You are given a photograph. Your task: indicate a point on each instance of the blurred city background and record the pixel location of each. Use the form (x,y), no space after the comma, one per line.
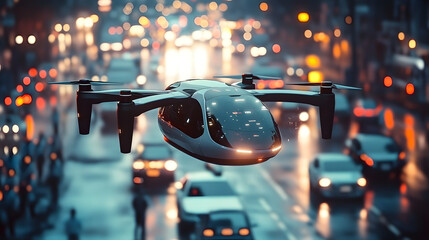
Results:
(370,181)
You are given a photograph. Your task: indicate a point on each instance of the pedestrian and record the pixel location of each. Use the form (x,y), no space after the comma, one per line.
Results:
(73,226)
(140,205)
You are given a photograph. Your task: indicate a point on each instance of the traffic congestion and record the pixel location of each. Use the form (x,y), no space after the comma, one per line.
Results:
(368,181)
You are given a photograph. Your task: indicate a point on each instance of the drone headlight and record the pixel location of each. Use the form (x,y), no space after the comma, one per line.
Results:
(15,128)
(5,128)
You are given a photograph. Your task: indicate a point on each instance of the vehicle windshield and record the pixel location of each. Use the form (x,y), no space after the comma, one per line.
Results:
(381,145)
(340,166)
(241,121)
(156,152)
(220,188)
(234,220)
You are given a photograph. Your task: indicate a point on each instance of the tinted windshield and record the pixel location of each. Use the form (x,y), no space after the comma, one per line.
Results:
(210,189)
(340,166)
(234,220)
(380,145)
(241,121)
(156,152)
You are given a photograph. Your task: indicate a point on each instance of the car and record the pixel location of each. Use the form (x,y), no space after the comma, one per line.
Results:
(376,152)
(154,165)
(336,175)
(200,193)
(366,112)
(226,224)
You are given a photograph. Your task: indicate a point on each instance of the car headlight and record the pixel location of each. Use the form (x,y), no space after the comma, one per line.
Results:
(15,128)
(304,116)
(361,182)
(170,165)
(138,165)
(324,182)
(5,128)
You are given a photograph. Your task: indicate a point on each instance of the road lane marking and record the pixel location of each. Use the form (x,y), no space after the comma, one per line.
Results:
(273,184)
(394,230)
(265,205)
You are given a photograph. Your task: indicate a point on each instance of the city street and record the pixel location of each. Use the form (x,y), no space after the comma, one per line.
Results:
(47,168)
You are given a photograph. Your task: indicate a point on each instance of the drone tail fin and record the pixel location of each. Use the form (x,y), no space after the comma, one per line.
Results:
(326,114)
(84,108)
(125,117)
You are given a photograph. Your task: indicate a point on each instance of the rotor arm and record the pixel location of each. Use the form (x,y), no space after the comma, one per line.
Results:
(86,97)
(128,110)
(325,102)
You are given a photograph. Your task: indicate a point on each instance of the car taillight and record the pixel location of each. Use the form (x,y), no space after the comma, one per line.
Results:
(402,156)
(324,182)
(367,159)
(226,232)
(244,231)
(208,232)
(170,165)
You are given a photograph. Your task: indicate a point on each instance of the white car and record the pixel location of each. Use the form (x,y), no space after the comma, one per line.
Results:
(201,193)
(336,175)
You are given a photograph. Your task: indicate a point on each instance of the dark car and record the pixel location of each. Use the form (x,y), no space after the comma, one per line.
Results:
(228,224)
(154,165)
(376,152)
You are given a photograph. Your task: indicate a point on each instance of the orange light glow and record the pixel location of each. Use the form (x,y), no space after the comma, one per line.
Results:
(19,88)
(260,85)
(409,89)
(368,161)
(30,126)
(403,188)
(276,48)
(53,101)
(389,119)
(388,81)
(402,155)
(227,232)
(39,86)
(32,72)
(43,74)
(263,6)
(138,180)
(8,101)
(19,101)
(244,232)
(303,17)
(53,73)
(26,81)
(27,159)
(40,103)
(208,233)
(27,98)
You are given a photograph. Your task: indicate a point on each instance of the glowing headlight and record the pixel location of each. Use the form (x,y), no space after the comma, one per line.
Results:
(361,182)
(170,165)
(5,128)
(141,79)
(304,116)
(325,182)
(138,165)
(15,128)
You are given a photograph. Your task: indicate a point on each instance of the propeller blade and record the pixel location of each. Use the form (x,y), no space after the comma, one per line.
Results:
(84,81)
(228,76)
(338,86)
(256,77)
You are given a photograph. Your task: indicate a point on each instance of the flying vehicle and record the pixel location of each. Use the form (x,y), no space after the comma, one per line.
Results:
(213,121)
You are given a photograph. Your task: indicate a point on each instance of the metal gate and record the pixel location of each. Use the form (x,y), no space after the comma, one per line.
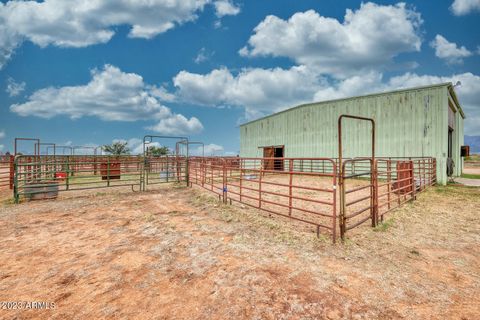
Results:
(357,202)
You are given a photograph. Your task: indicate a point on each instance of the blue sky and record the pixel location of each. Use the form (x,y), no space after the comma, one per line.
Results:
(79,74)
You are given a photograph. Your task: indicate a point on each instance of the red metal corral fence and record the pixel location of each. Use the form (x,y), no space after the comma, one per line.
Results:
(305,189)
(6,171)
(313,191)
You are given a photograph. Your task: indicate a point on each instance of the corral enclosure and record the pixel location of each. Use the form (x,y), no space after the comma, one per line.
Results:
(415,122)
(312,191)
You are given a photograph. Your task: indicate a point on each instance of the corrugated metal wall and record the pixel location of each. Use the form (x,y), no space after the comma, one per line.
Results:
(408,123)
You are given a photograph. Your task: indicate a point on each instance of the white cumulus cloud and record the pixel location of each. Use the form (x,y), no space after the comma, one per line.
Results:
(368,38)
(449,51)
(111,95)
(80,23)
(259,90)
(14,88)
(463,7)
(264,91)
(226,8)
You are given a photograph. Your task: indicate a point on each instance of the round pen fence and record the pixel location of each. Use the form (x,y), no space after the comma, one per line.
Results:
(314,191)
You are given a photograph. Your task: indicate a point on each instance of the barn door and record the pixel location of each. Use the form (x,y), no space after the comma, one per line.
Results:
(268,152)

##########

**Task statement**
Copy out every one of the lines above word for word, from first to last, leaving the pictures out of your answer.

**Task solution**
You are given a photograph. Your task: indicate a point on each instance of the blurred city background and record the pixel location of each. Use the form (x,y), no space after the comma, one per line.
Results:
(370,181)
You are given a photograph. Your task: indicate a point on each instance of the pedestrian and record the pixel location of each. Use the form (x,y), no space after the comma, one per line.
Results:
(73,226)
(140,205)
You are given a photograph. Your task: indicate a point on each instance of the traffic congestion and record the pixel location of each. Use the form (x,y), no space after the comma, one per line.
Results:
(368,181)
You are given a photograph. Your task: indicate a point on each instance of the drone headlight and record the pixel location of each. Use the form (x,y), no space after the comma, one per line.
Results:
(15,128)
(5,128)
You are given a photograph. Your task: indicate a point on each instance of the vehicle windshield and record the pixel location of each. Use the form (x,y), no space after the comma, one per line.
Results:
(381,145)
(340,166)
(241,121)
(156,152)
(220,188)
(234,220)
You are given a photograph. Your task: indicate a point on each instance of the tinted windshield and record the pixel location of each. Use the form (x,y), no space after the comma, one per line.
Results:
(210,189)
(340,166)
(234,220)
(380,145)
(241,121)
(156,152)
You are given a photograph. Your task: indicate a point on each instance of the car and record the pixel location of each. Use the form (x,y), no space after the comma, one per line.
Results:
(376,152)
(154,165)
(336,175)
(200,193)
(366,112)
(226,224)
You are given a photograph. Your task: indicate a point on each instance of the car headlight and record the pixel location of each. Use the form (x,y), no space after the comma, one per line.
Results:
(15,128)
(304,116)
(361,182)
(170,165)
(138,165)
(324,182)
(5,128)
You are given a photograph. Your task: indicate a point on each instance of the road lane marking and record the pixel location of each. Use the form (x,y), no space after the comma, one per line.
Results:
(273,184)
(394,230)
(265,205)
You are given a photograph. Your task: indicate a point on each instance of the city street and record the pixel location of each. Use the form (x,y), no space after the comma, one per line.
Results:
(47,168)
You are given a photograph. Your task: indicate a point on each instance of the drone tail fin and record the pixel location of each. Use the form (x,y), no space after the comma, one per line.
Results:
(326,114)
(84,108)
(125,117)
You are given a photograph. Your task: indicate a point on each instance of the rotor arm and record the pixel location of each. Use the form (x,y), no space after the comma, one per line.
Results:
(86,97)
(128,110)
(325,102)
You are given a photograph. Your task: indicate a point on each instance of the car taillight and record the pixel location of each. Use the form (x,y), no space after the comma, one per line.
Results:
(402,156)
(324,182)
(367,159)
(226,232)
(244,231)
(208,232)
(170,165)
You are given a photograph. Your task: indicate a point on each instance of the white car and record the pixel location of each. Use the form (x,y), no space after the comma, one per line.
Results:
(201,193)
(336,175)
You are given a photograph. Your task: indicate a point on each instance of the dark car and record the pixel location of each. Use the form (x,y), no space after the comma, one per line.
Results:
(228,224)
(154,165)
(376,152)
You are given a photograph. Your task: indicate a point on each instance of the orange light glow and record the pixel location of each. Use the form (x,y), no space after the comma, one per line.
Results:
(19,88)
(260,85)
(409,89)
(368,161)
(30,126)
(403,188)
(276,48)
(53,101)
(389,119)
(388,81)
(402,155)
(227,232)
(39,86)
(32,72)
(43,74)
(263,6)
(138,180)
(8,101)
(19,101)
(244,232)
(303,17)
(53,73)
(26,81)
(27,159)
(40,103)
(208,233)
(27,98)
You are given a photograph. Your task: indicate a point on each instance of the glowing headlight and record the pixel location of each. Use the form (x,y), no space after the comma, one per line.
Results:
(361,182)
(170,165)
(5,128)
(141,79)
(304,116)
(325,182)
(138,165)
(15,128)
You are given a photograph. Your task: indicate a point on each instance of the propeller blade and record the pixel location of each. Use the form (x,y), no space after the comma, one per line.
Results:
(84,81)
(228,76)
(338,86)
(256,77)
You are given a photograph. Your task: indicate a point on each instance of the flying vehicle and record the pixel location of each. Use the form (x,y), no space after the comma, one per line.
Results:
(213,121)
You are given a photograph. Your task: indicate a point on each instance of the metal gate and record the pixel location of each. Use the form (x,y), no space after the comma, one per line.
Results:
(357,202)
You are given a photograph. Your task: indicate a point on each instance of the blue sky and record the pixel location of each. Use the form (x,y), no space after the comma, one per line.
Results:
(79,74)
You are given a photograph. Your task: indicate a point on each instance of the red metal corral fence and record the pixel location of each. Use the form (x,y), no space after the comma, one per line.
Results:
(305,189)
(6,171)
(313,191)
You are given a photograph. Your task: indicate a point on each instance of the corral enclosure and record the pixel location of each. Use the form (x,y), no space after the comma, one per line.
Results:
(415,122)
(312,191)
You are given a photograph. Your task: indicate a point on each instance of the corrugated metal wall and record the pixel location of each. Use the form (x,y), no space after the comma, one per line.
Results:
(408,123)
You are given a photograph. Your task: indicate a point on each instance of the white cumulus cloud and record the pixel location of each. Use the form (x,y), no space after the comma, one per line.
Results:
(368,38)
(449,51)
(111,95)
(80,23)
(259,90)
(14,88)
(463,7)
(264,91)
(226,8)
You are given a photograph. Your task: indicate a point on each instance of the round pen fence and record the pixel location of each. Use the form (x,y), no space after the comma, one per line.
Results:
(314,191)
You are given a photograph. Your task: indicate a point on each instance of the barn door and record the pixel location of each. Use the form (x,y), no space after the comma, one per line.
Results:
(268,152)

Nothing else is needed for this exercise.